■ **Provided data**
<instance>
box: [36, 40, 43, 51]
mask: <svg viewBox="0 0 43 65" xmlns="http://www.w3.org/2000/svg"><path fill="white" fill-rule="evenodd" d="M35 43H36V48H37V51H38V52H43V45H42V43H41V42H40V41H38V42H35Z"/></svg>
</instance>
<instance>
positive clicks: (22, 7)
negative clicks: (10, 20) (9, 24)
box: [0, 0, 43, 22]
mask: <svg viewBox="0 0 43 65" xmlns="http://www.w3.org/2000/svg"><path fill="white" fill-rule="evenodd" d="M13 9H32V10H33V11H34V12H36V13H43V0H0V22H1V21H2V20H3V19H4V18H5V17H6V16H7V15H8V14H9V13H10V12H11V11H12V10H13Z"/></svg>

--

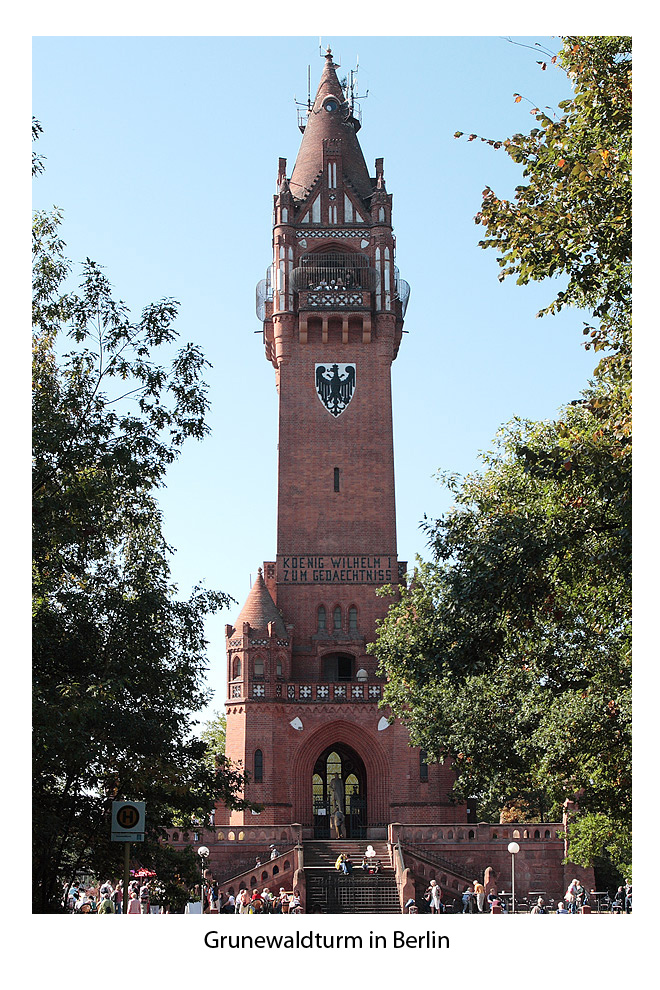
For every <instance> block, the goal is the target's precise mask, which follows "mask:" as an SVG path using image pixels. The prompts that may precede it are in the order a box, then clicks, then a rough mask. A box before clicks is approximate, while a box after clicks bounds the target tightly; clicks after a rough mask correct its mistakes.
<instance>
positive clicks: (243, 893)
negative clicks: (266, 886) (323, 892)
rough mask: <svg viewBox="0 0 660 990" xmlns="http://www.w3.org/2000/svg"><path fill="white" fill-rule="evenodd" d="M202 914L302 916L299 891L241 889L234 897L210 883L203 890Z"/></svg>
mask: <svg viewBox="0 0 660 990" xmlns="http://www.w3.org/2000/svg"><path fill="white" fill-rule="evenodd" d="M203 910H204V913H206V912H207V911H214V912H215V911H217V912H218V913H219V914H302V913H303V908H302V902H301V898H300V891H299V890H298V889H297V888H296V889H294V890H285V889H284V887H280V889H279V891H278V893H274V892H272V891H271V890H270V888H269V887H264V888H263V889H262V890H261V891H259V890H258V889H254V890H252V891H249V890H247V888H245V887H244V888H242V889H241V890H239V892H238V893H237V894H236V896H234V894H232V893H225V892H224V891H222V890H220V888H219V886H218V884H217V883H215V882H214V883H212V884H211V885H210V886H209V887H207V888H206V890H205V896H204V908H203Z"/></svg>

■ **The task**
Of all the entries above, output exactly the lines between the one holding "</instance>" and the one holding "negative clicks: (10, 20) (9, 24)", inclusive.

■ **Solution below**
</instance>
<instance>
positive clicks: (22, 7)
negative clicks: (10, 20) (9, 24)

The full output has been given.